EXTRACT:
"""

I asked on Facebook yesterday what today’s topic should be and WIPs have it. Because I know that if you’ve just finished a book, you may not have one, I won’t limit it to unfinished works. So post the first 300 words of you WIP or a book you just finished.
Here’s mine from my WIP, who’s working title is Lady Mary (that will change.) I’ve really missed writing the story as all the marketing for The Seduction of Lady Phoebe has taken priority during the past couple of weeks.
August, 1816, near Market Harborough, England
Even though they were experiencing one of their few warm days this summer, a log crackled in the fireplace of the dower house’s elegant first floor morning room. Lady Mary Tolliver stared at her grandmother, the Dowager Countess of Barham. Her thick silver hair was fashionable dressed, and even at more than seventy years, her face held few lines. Her gaze seemed as sharp as ever. In all, she looked the picture of health, excerpt for the burst of incipient insanity, for that was all it could be.
Mary opened her mouth, then closed it again. Several moments passed in silence as she struggled make sense of what she thought she’d heard. Finally she said, “Surely, I have not understood you properly. You want me to do what?”
“Well I think it’s a wonderful idea.”
Mary shifted her gaze to her widowed aunt, Lady Eunice Phipson. Perhaps madness had always run in the family, and it was kept a secret so as not to ruin the family socially. After all, who would deliberately marry into a family where lunacy was rampant?
“He has a face like a fish.” Aunt Eunice opened her eyes wide and moved her lips in a fair imitation of fish’s.
“Hake.” Grandmamma nodded decisively. “It’s the way his eyes protrude.”
Mary closed her eyes, repressing a shudder. “I agree, but there must be less drastic measures I can take.”
Grandmamma leaned forward and pounded her cane on the floor. “He may look like a fool, my girl, but he’s canny, and, if what Cook told me is true, which I have no doubt it is, he almost caught you yesterday.”
Come on, be brave. Let’s see yours.
I’m pretty sure I’ve read this excerpt somewhere before. Especially the part about a gentleman having a fish face. LOL
You have, ki pha! I’m still trying to finish this book.
Thanks for the chance to share, Ella. Here’s the opening to my current WIP – Shenandoah Dreams, the final book in the Winds of Change trilogy.
The aroma of popcorn filled the air as Melissa Smith strolled through the entry gates of the Martha’s Vineyard Agricultural Fair. She followed her nose to the vendor selling her favorite snack, gladly avoiding the longer lines at the ice cream sundae and cotton candy booths. As she munched on the buttery goodness, she chuckled at the irony of the number of kids who must fill up on the sweets and goodies and then run the fifty or so feet to the carnival rides that were sure to mix and tumble the snacks in their unsuspecting bellies.
“Miss Smith. Miss Smith.” Enthusiastic young voices shouted from the Ferris wheel. “Come ride with us!”
Melissa turned to her right and waved as the silver gondola carrying two of her English students rose and ascended into the bright noonday sky. “Maybe next time,” she called. Melissa watched the girls make one round, waved at them again, and then made her way across the grassy field to the large weathered building that housed all the non-breathing, non-shedding fair entrees. She had entered six photos in the adult amateur divisions, all of them taken last summer while she was chaperoning the Holmes Hole student cruise aboard the schooner Shenandoah.

"""

LISTED RECORDS:

"""

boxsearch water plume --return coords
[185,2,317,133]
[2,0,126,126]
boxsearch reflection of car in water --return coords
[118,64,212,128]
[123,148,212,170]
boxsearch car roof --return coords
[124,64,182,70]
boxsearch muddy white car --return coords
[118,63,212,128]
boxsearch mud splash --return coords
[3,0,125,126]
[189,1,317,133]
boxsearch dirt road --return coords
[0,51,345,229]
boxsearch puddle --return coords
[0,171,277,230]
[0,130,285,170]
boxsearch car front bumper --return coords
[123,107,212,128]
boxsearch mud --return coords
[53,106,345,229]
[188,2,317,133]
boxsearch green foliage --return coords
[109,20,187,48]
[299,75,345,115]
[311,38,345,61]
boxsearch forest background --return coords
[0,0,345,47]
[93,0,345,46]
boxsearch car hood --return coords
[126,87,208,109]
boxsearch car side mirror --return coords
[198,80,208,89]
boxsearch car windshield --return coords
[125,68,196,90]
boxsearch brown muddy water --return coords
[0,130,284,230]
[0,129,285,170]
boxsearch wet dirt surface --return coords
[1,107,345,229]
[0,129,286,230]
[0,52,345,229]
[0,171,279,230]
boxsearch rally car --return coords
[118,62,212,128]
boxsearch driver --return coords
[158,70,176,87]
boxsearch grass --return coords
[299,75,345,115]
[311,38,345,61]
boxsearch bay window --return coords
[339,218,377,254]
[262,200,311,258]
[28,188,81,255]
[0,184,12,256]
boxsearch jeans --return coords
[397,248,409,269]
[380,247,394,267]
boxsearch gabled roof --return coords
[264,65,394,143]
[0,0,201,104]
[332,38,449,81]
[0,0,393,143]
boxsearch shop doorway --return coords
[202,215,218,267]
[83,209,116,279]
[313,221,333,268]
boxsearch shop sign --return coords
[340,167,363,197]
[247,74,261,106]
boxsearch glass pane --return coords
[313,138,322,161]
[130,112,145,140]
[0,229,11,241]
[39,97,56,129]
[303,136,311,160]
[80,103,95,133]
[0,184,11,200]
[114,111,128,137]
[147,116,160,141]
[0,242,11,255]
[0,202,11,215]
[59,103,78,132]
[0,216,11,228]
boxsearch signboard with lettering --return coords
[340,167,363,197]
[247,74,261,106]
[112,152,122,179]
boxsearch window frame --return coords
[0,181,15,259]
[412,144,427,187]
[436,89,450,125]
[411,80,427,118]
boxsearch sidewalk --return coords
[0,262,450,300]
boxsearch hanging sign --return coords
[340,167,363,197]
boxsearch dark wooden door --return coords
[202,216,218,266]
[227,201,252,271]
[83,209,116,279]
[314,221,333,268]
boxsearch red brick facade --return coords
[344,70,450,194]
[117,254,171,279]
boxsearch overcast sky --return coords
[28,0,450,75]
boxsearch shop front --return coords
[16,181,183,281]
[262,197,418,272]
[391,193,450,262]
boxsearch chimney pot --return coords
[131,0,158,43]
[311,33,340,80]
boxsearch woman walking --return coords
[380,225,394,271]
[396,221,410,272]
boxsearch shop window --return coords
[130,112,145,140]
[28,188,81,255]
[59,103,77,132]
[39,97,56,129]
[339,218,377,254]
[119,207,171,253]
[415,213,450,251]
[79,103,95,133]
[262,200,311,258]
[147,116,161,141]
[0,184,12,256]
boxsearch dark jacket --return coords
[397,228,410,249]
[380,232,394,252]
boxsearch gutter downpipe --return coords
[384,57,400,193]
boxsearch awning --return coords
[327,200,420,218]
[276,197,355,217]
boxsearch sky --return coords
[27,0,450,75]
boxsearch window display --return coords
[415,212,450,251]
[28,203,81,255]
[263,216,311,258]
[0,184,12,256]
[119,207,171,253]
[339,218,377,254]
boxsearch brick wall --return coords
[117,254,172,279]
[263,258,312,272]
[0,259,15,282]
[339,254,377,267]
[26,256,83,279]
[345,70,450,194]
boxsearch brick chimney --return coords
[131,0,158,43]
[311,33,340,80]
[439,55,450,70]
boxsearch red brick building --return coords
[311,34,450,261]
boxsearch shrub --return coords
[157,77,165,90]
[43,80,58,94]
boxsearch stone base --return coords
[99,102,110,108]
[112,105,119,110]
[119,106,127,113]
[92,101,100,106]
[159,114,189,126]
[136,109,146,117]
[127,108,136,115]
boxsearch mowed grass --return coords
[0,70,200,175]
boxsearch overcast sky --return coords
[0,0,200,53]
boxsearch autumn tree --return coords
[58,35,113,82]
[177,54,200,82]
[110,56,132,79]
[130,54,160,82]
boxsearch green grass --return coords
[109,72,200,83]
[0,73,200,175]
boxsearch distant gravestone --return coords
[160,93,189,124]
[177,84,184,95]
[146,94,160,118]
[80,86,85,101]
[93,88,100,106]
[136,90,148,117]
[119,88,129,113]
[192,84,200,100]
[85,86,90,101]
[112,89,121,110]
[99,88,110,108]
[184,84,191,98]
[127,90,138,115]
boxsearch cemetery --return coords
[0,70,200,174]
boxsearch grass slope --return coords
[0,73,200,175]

"""

JOB A: Quote everything in the post on sharing works in progress from "Mary closed her" down to "finish this book.".
JOB B: According to the post on sharing works in progress, what is the title of the final book in the Winds of Change trilogy?
JOB C: Carry on the post on sharing works in progress, starting after its last sentence.

EXERCISE RESULT A:
Mary closed her eyes, repressing a shudder. “I agree, but there must be less drastic measures I can take.”
Grandmamma leaned forward and pounded her cane on the floor. “He may look like a fool, my girl, but he’s canny, and, if what Cook told me is true, which I have no doubt it is, he almost caught you yesterday.”
Come on, be brave. Let’s see yours.
I’m pretty sure I’ve read this excerpt somewhere before. Especially the part about a gentleman having a fish face. LOL
You have, ki pha! I’m still trying to finish this book.

EXERCISE RESULT B: Shenandoah Dreams

EXERCISE RESULT C:
Melissa moseyed past the baked goods, by the arts and crafts, and around the corner to the photography walls. Wadding up her empty popcorn container, she nervously tossed the glassine bag from one hand to the other while she searched the panels. Her portrait of Captain Roberts, his gaze focused on the horizon and a long stretch of sea visible behind him as he sailed Shenandoah across the Vineyard Sound, had won an honorable mention. Her tight shot of the raised sails against the clear blue sky had won a blue ribbon.
“Gloating over those ribbons, I bet.”
A frosty pall covered Melissa. She knew that voice. Gayle Burroughs. Her ex-husband’s third wife. The woman who blamed her for Bryce’s death.
“Don’t be feeling too high and mighty. We both know you should be in jail for murder.”
What a hook! Great job, Lisa!
Hmm, you show me yours, I show you mine. Okay, I’ll play. How about a reformed bad girl, bank robber?
“Okay.” He scanned it. “That will be three hundred seventy-five dollars, and ninety-nine cents.”
She slapped four one hundred dollar bills down on the counter. Nice. New. Crisp.
“We don’t accept bills that large.”
“You’re freaking kidding me?” She blew out a breath. This being honest stuff wasn’t easy.
He used his thumb to gesture to a sign behind him. No Bills Over 50, Please. “Sorry, store policy. There’s a bank down the street you can go to exchange….”
“No,” she all but barked out. Her and banks—not a good idea. “Don’t put it back. I’m going outside to see if my friend has anything smaller.” She snatched the money up and walked out to the Mustang. Marcus’s eyes were closed and he looked to be sleeping, but instincts told her he wasn’t. Xio sucked in a deep breath and tapped on the driver’s side window.
Great beginning, D L!!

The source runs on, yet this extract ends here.